### What to produce
Each record is to be given again without alteration.

### Records provided

□ □ □ □ □ □ □

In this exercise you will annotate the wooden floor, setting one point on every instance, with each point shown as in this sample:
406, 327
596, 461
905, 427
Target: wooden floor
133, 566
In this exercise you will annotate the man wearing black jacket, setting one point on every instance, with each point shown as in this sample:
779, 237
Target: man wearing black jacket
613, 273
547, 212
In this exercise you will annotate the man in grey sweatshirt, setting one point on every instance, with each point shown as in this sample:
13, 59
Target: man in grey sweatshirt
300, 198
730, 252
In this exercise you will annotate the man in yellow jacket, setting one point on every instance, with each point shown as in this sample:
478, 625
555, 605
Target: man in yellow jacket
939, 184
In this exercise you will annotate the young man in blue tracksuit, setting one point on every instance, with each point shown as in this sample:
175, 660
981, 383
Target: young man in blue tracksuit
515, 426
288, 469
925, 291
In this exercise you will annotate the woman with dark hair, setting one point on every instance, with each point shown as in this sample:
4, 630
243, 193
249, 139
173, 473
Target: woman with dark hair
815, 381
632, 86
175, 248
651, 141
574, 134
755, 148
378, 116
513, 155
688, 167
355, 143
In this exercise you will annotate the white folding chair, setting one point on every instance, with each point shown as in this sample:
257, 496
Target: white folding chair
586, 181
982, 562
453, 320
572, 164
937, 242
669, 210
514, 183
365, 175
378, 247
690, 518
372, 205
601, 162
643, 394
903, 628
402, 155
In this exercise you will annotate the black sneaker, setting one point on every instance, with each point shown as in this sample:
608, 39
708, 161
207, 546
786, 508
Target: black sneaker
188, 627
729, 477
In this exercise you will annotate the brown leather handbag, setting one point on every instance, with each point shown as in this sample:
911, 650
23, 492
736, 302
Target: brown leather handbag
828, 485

□ □ □ □ □ □ □

### Answer box
In this exercise you will annotate the wooden floor, setting one point on every instance, with each point shown as in this sample:
406, 327
596, 461
905, 427
Target: wooden floor
133, 566
In this exercise you will annotate the man wearing black jacket, setting one point on every instance, with each point shown as in this sample:
779, 237
Target: man wearing black jacket
613, 273
547, 212
In this exercise you will annotate the man in grey sweatshirt, setting one point on every instance, with each point shown as in this sample:
13, 59
Target: man in grey sweatshirt
300, 198
730, 252
In this exercise you will annotate the man in yellow jacket, setting one point on every instance, with each point shown as in this sample:
478, 625
555, 605
Target: man in yellow jacket
939, 184
In this exercise you will annotate the young man in blue tracksuit, setting one point on every instance, with each point shown as in this sample:
175, 660
981, 383
Target: young man in blue tracksuit
515, 426
288, 469
925, 291
In this exercise you will annotate the woman with dark hair, setting one point on every instance, with each point shown as in this sample:
4, 630
243, 193
249, 139
173, 473
Target: woman with dark hair
815, 381
632, 86
175, 248
651, 141
574, 134
755, 148
378, 116
513, 155
688, 167
355, 143
In this exercise you will annotate the white folding chair, setting one point on every instance, with each point shown as in this sample:
257, 496
Target: white folding chair
586, 181
982, 562
453, 320
572, 164
937, 242
669, 210
514, 183
365, 175
378, 247
690, 518
372, 205
601, 162
643, 394
903, 628
402, 155
In this exercise you will annotate the black sneaker, setting one point on every instance, with each point shown as in this sample:
608, 39
708, 161
207, 546
786, 508
Target: black sneaker
188, 627
729, 477
In this exercise you will annotate the brown leather handbag, setting one point on every instance, with each point shown as in this sample:
911, 650
23, 492
736, 302
Target: brown leather handbag
828, 485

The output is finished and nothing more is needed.